Objective
Copy the data below word for word, leaving out the pictures.
** Begin Record list **
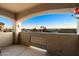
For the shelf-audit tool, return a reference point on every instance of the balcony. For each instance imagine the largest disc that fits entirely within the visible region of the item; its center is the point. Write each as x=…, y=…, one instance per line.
x=19, y=43
x=39, y=44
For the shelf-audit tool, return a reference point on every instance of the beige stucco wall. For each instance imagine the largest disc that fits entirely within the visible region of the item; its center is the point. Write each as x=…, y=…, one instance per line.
x=63, y=44
x=6, y=39
x=57, y=44
x=25, y=38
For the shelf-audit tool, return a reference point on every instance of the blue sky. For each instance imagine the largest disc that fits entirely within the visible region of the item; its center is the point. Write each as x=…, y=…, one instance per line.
x=6, y=21
x=49, y=21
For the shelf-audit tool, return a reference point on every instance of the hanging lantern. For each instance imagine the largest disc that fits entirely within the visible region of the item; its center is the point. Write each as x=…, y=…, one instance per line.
x=76, y=11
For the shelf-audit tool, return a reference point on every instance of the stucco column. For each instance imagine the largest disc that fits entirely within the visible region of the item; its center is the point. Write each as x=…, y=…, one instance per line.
x=77, y=18
x=77, y=26
x=17, y=30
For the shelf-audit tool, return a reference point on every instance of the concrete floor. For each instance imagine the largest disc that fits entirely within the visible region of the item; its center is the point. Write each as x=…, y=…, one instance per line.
x=21, y=50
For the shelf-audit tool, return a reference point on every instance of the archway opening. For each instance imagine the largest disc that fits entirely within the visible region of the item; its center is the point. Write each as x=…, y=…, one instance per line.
x=6, y=24
x=54, y=23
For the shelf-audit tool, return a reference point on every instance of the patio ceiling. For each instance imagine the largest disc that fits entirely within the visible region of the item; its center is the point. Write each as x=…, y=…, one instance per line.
x=20, y=10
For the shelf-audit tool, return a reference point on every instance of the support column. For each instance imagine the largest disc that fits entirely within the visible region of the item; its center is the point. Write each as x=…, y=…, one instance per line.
x=77, y=26
x=17, y=30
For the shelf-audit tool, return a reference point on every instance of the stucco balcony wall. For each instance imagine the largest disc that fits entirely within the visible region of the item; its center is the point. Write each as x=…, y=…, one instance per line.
x=56, y=44
x=6, y=39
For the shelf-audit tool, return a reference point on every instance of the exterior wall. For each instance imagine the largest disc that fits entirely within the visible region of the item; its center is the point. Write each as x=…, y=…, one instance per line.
x=63, y=44
x=25, y=38
x=39, y=40
x=56, y=44
x=6, y=39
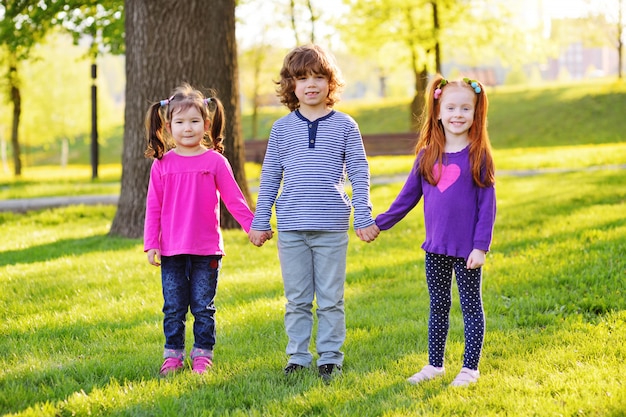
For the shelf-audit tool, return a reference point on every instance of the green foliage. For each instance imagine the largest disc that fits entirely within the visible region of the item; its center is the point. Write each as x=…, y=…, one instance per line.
x=543, y=115
x=80, y=315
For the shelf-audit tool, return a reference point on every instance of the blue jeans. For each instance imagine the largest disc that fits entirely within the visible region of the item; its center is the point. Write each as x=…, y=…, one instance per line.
x=189, y=283
x=313, y=264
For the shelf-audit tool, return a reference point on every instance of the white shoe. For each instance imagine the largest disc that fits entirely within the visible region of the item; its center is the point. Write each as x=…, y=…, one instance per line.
x=465, y=377
x=427, y=373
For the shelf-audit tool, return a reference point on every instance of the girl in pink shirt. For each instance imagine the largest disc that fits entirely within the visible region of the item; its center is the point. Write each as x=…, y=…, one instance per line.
x=182, y=233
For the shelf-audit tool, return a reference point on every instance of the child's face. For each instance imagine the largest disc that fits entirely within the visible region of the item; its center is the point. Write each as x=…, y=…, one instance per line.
x=187, y=127
x=456, y=110
x=312, y=90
** End Record list **
Written answer
For the shelf-audit tool, return a reference point on every instance of the balcony. For each instance imagine the largest disc that fits entirely within the visible region of the item; its center is the point. Write each as x=…, y=…, one instance per line.
x=19, y=43
x=39, y=44
For the shelf-audit tool, return a reference point on every instance of the beige stucco wall. For each instance imagine the largest disc that fits entirely within the visible region of the item; its center is the point. Write each as x=…, y=…, one instance per line.
x=63, y=44
x=6, y=39
x=57, y=44
x=25, y=38
For the shelf-audit tool, return a reference point on every instance of the blue sky. For each instance imagine the largest disc that fits entirely within the visible region of the item; its center is the point. Write each as x=…, y=…, one instance per line.
x=6, y=21
x=49, y=21
For the shelf-audit tool, return a reference point on every instance of the hanging lantern. For each instance imagine the largest disc that fits entirely within the visible region of the item; its center is the point. Write each as x=…, y=…, one instance per line.
x=76, y=11
For the shelf-audit tool, return a reference point on every instance of the stucco column. For each instance imagine the largest disc that fits entirely within the visible region of the item; its center is the point. Write each as x=…, y=…, one instance per line.
x=77, y=18
x=77, y=26
x=17, y=30
For the shelf-audit tool, return a reference point on every instance of the concrete floor. For each instance imagine the largest disc that fits entirely within the visible region of the item; its center is the point. Write each as x=…, y=…, one instance per line.
x=21, y=50
For the shelf-audit tool, return a reference point on every instance of the archway opening. For each instance imagine the largest disc that fits entirely within the visible region of the item; its center is the point. Write each as x=…, y=…, one instance per line.
x=6, y=24
x=54, y=23
For the shelf-audit tool, return a reference point on every instance of the patio ceiling. For each instance imagine the largest disc that fits entirely within the visible region of the item; its center is the point. Write each as x=…, y=…, one instance per line.
x=20, y=10
For the shelf-audit tool, return a reference point on every instance of the support column. For each instance imagine the largest disc that fits entirely within the visible region of the item; its center is the point. Write each as x=…, y=…, one instance per line.
x=77, y=26
x=17, y=30
For the shelf-audit tool, return a reference point on every instance of the stucco balcony wall. For each instance imagine the largest disc that fits entirely within the visible region of the item; its center is the point. Write each as x=…, y=…, one instance per line.
x=56, y=44
x=6, y=39
For the shelf-audit tool, return a reference point on every instance of the exterior wall. For each instance imagine the largest disc that fits entirely within the visible region of the item; its center is the point. Write each as x=…, y=…, one instance per line.
x=63, y=44
x=25, y=38
x=39, y=40
x=56, y=44
x=6, y=39
For the shelf-audit tool, return a reference point on every instance of the green foliage. For each instance imagine the largest disc that fits entirely within the visible region of the item; its center is the point. Write each as x=…, y=…, one instance per line.
x=543, y=115
x=80, y=315
For the shelf-audit tool, return a reference point on every instance of the blue jeans. For each instance imagine the largest disc that fits entirely within the visible region of the item; its center is the point. Write each as x=…, y=…, one instance per line.
x=189, y=283
x=313, y=264
For the shelf-audit tool, return a reference point on every instance of the white shoe. For each instance imagine the largest disc that fits entirely within the visible region of the item; its center is the point. Write each as x=…, y=…, one instance per line.
x=465, y=377
x=427, y=373
For the shelf-audit tool, return a reference point on every instance of the girl in pink shirt. For each instance imagine the largest disc that fits entirely within the visible region of the item; its center is the point. Write each as x=…, y=…, one instance per line.
x=182, y=233
For the shelf-audit tool, return a reference point on every instance of the child's face. For each instance imagine the largest disc that fits entirely within the visible region of the item; its center is the point. Write each as x=…, y=…, one instance per line.
x=187, y=127
x=456, y=110
x=312, y=90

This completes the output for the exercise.